* STATED TASK
Switch "each instance" to "every instance" everywhere in the data below, and reproduce the data with nothing else changed.

* SUPPLIED ENTRIES
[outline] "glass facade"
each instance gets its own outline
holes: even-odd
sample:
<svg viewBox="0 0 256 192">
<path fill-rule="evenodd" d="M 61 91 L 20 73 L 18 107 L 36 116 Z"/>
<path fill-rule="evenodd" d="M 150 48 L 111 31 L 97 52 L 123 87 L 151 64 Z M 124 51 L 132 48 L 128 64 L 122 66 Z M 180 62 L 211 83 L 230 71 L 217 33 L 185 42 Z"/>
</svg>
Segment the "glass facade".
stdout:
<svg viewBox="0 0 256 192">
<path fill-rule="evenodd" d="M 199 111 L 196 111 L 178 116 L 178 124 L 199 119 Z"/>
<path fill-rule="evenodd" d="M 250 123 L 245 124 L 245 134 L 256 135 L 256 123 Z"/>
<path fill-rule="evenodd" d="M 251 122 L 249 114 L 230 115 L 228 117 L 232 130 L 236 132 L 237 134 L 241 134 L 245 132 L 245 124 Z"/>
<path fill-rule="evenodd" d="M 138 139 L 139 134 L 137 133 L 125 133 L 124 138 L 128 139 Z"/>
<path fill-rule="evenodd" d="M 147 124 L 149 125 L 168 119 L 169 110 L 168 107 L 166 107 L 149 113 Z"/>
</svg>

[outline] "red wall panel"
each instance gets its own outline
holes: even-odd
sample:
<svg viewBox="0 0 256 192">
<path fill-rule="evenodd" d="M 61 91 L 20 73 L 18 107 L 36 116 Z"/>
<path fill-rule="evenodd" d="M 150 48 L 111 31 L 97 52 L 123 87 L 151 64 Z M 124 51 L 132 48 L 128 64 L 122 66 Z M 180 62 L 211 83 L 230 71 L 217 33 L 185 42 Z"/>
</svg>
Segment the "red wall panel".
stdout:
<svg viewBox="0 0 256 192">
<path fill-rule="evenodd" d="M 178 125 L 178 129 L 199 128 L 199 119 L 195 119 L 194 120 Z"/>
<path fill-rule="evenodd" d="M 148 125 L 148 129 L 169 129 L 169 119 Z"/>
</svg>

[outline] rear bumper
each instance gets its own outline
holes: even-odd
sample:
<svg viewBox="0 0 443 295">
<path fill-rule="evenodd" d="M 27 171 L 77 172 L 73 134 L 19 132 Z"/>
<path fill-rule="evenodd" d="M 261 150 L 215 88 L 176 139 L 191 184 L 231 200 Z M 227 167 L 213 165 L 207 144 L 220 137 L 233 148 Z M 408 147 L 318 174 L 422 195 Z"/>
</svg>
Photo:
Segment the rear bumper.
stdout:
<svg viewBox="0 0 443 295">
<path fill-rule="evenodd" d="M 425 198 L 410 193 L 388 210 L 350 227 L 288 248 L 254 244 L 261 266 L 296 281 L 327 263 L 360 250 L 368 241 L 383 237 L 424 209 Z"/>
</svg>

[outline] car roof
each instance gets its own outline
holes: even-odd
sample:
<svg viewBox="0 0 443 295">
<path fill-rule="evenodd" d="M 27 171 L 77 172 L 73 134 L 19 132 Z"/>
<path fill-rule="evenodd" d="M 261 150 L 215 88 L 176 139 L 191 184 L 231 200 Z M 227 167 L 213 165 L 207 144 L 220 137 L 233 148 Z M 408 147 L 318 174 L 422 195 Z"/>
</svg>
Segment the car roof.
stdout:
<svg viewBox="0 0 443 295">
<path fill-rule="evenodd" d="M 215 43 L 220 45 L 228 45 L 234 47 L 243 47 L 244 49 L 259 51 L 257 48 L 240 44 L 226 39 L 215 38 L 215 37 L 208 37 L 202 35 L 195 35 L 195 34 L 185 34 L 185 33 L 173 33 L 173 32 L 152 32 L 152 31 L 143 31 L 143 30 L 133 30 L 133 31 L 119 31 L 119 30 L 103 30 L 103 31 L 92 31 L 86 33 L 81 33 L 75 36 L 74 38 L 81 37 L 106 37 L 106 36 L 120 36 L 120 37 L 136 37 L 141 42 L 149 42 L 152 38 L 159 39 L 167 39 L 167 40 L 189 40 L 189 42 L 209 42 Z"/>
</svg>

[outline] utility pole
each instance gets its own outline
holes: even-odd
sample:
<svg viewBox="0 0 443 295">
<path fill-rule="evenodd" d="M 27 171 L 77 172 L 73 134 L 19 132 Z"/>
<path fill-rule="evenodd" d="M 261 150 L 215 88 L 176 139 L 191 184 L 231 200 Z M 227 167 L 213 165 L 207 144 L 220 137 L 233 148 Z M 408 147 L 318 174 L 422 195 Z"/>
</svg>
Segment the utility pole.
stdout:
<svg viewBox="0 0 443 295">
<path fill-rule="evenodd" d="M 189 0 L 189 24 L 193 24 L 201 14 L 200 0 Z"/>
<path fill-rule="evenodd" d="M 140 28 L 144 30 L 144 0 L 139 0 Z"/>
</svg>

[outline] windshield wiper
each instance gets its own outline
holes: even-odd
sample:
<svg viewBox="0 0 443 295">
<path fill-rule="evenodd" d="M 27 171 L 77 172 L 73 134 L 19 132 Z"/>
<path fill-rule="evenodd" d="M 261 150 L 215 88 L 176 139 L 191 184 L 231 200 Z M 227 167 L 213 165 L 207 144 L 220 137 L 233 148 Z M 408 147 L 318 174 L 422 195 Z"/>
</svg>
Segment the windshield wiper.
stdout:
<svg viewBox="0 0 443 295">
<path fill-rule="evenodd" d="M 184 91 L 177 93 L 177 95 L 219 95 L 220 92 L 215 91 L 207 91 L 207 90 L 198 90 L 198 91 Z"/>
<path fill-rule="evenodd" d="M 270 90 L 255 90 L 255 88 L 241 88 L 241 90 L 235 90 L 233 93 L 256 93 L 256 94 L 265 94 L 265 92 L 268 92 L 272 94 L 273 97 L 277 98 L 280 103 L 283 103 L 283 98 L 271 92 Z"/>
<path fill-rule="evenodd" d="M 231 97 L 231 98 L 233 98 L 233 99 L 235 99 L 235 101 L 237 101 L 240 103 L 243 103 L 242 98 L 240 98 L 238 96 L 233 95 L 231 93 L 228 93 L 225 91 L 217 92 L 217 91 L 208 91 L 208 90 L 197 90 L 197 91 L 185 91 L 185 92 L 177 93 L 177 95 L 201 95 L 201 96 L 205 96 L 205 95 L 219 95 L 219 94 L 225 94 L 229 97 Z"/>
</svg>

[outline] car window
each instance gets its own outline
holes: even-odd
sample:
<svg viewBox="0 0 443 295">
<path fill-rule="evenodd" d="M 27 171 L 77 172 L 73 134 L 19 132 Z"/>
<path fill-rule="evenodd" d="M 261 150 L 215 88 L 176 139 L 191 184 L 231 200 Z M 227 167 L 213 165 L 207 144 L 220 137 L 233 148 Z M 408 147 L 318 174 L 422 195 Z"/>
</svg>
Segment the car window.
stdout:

* CORRECT RESULT
[outline] "glass facade"
every instance gets its own outline
holes: even-odd
sample:
<svg viewBox="0 0 256 192">
<path fill-rule="evenodd" d="M 61 91 L 20 73 L 18 107 L 36 116 Z"/>
<path fill-rule="evenodd" d="M 150 48 L 111 31 L 97 52 L 123 87 L 151 64 Z M 124 51 L 132 48 L 128 64 L 122 66 Z M 180 62 L 211 83 L 230 71 L 217 33 L 185 42 Z"/>
</svg>
Segment the "glass facade".
stdout:
<svg viewBox="0 0 256 192">
<path fill-rule="evenodd" d="M 199 111 L 196 111 L 178 116 L 178 124 L 199 119 Z"/>
<path fill-rule="evenodd" d="M 250 123 L 245 124 L 245 134 L 256 135 L 256 123 Z"/>
<path fill-rule="evenodd" d="M 251 122 L 249 114 L 230 115 L 228 117 L 232 130 L 236 132 L 237 134 L 241 134 L 245 132 L 245 124 Z"/>
<path fill-rule="evenodd" d="M 138 139 L 139 134 L 137 133 L 125 133 L 124 138 L 128 139 Z"/>
<path fill-rule="evenodd" d="M 147 124 L 149 125 L 168 119 L 169 110 L 168 107 L 166 107 L 149 113 Z"/>
</svg>

[outline] "red wall panel"
every instance gets its own outline
holes: even-odd
sample:
<svg viewBox="0 0 256 192">
<path fill-rule="evenodd" d="M 61 91 L 20 73 L 18 107 L 36 116 Z"/>
<path fill-rule="evenodd" d="M 150 48 L 111 31 L 97 52 L 123 87 L 151 64 Z M 124 51 L 132 48 L 128 64 L 122 66 Z M 180 62 L 211 83 L 230 71 L 217 33 L 185 42 Z"/>
</svg>
Segment the "red wall panel".
stdout:
<svg viewBox="0 0 256 192">
<path fill-rule="evenodd" d="M 178 125 L 178 129 L 199 128 L 199 119 L 195 119 L 194 120 Z"/>
<path fill-rule="evenodd" d="M 148 125 L 148 129 L 169 129 L 169 119 Z"/>
</svg>

[outline] rear bumper
every instance gets its own outline
holes: even-odd
sample:
<svg viewBox="0 0 443 295">
<path fill-rule="evenodd" d="M 27 171 L 77 172 L 73 134 L 19 132 Z"/>
<path fill-rule="evenodd" d="M 261 150 L 215 88 L 176 139 L 191 184 L 231 200 Z M 227 167 L 213 165 L 207 144 L 220 137 L 233 148 Z M 408 147 L 318 174 L 422 195 Z"/>
</svg>
Photo:
Segment the rear bumper.
stdout:
<svg viewBox="0 0 443 295">
<path fill-rule="evenodd" d="M 425 198 L 410 193 L 388 210 L 350 227 L 288 248 L 254 244 L 261 266 L 296 281 L 327 263 L 360 250 L 368 241 L 383 237 L 424 209 Z"/>
</svg>

[outline] car roof
every instance gets its own outline
holes: even-odd
sample:
<svg viewBox="0 0 443 295">
<path fill-rule="evenodd" d="M 27 171 L 77 172 L 73 134 L 19 132 Z"/>
<path fill-rule="evenodd" d="M 261 150 L 215 88 L 176 139 L 191 184 L 231 200 Z M 227 167 L 213 165 L 207 144 L 220 137 L 233 148 Z M 408 147 L 318 174 L 422 195 Z"/>
</svg>
Segment the car roof.
stdout:
<svg viewBox="0 0 443 295">
<path fill-rule="evenodd" d="M 215 43 L 220 45 L 228 45 L 234 47 L 243 47 L 244 49 L 259 51 L 257 48 L 240 44 L 226 39 L 215 38 L 215 37 L 208 37 L 202 35 L 195 35 L 195 34 L 185 34 L 185 33 L 173 33 L 173 32 L 152 32 L 152 31 L 143 31 L 143 30 L 133 30 L 133 31 L 119 31 L 119 30 L 103 30 L 103 31 L 92 31 L 86 33 L 81 33 L 75 36 L 74 38 L 81 37 L 106 37 L 106 36 L 120 36 L 120 37 L 136 37 L 141 42 L 149 42 L 152 38 L 159 39 L 167 39 L 167 40 L 189 40 L 189 42 L 209 42 Z"/>
</svg>

[outline] utility pole
every instance gets its own outline
holes: even-odd
sample:
<svg viewBox="0 0 443 295">
<path fill-rule="evenodd" d="M 27 171 L 77 172 L 73 134 L 19 132 Z"/>
<path fill-rule="evenodd" d="M 261 150 L 215 88 L 176 139 L 191 184 L 231 200 Z M 227 167 L 213 165 L 207 144 L 220 137 L 233 148 Z M 408 147 L 318 174 L 422 195 Z"/>
</svg>
Segment the utility pole.
stdout:
<svg viewBox="0 0 443 295">
<path fill-rule="evenodd" d="M 189 0 L 189 24 L 193 24 L 201 14 L 200 0 Z"/>
<path fill-rule="evenodd" d="M 140 28 L 144 30 L 144 0 L 139 0 Z"/>
</svg>

[outline] windshield wiper
every instance gets its own outline
holes: even-odd
sample:
<svg viewBox="0 0 443 295">
<path fill-rule="evenodd" d="M 27 171 L 77 172 L 73 134 L 19 132 Z"/>
<path fill-rule="evenodd" d="M 261 150 L 215 88 L 176 139 L 191 184 L 231 200 Z M 227 167 L 213 165 L 207 144 L 220 137 L 233 148 Z M 408 147 L 318 174 L 422 195 Z"/>
</svg>
Segment the windshield wiper.
stdout:
<svg viewBox="0 0 443 295">
<path fill-rule="evenodd" d="M 184 91 L 177 93 L 177 95 L 219 95 L 220 92 L 215 91 L 207 91 L 207 90 L 198 90 L 198 91 Z"/>
<path fill-rule="evenodd" d="M 270 90 L 255 90 L 255 88 L 241 88 L 241 90 L 235 90 L 233 93 L 256 93 L 256 94 L 265 94 L 265 92 L 268 92 L 272 94 L 273 97 L 277 98 L 280 103 L 283 103 L 283 98 L 271 92 Z"/>
<path fill-rule="evenodd" d="M 231 97 L 231 98 L 233 98 L 233 99 L 235 99 L 235 101 L 237 101 L 240 103 L 243 103 L 242 98 L 240 98 L 238 96 L 233 95 L 231 93 L 228 93 L 225 91 L 217 92 L 217 91 L 208 91 L 208 90 L 197 90 L 197 91 L 185 91 L 185 92 L 177 93 L 177 95 L 201 95 L 201 96 L 205 96 L 205 95 L 219 95 L 219 94 L 225 94 L 229 97 Z"/>
</svg>

[outline] car window
every instance gets its own outline
holes: even-odd
sample:
<svg viewBox="0 0 443 295">
<path fill-rule="evenodd" d="M 27 171 L 77 172 L 73 134 L 19 132 Z"/>
<path fill-rule="evenodd" d="M 261 150 L 215 88 L 176 139 L 191 184 L 231 200 Z M 227 167 L 213 165 L 207 144 L 220 137 L 233 148 Z M 408 147 L 318 174 L 422 195 Z"/>
</svg>
Segment the car window.
stdout:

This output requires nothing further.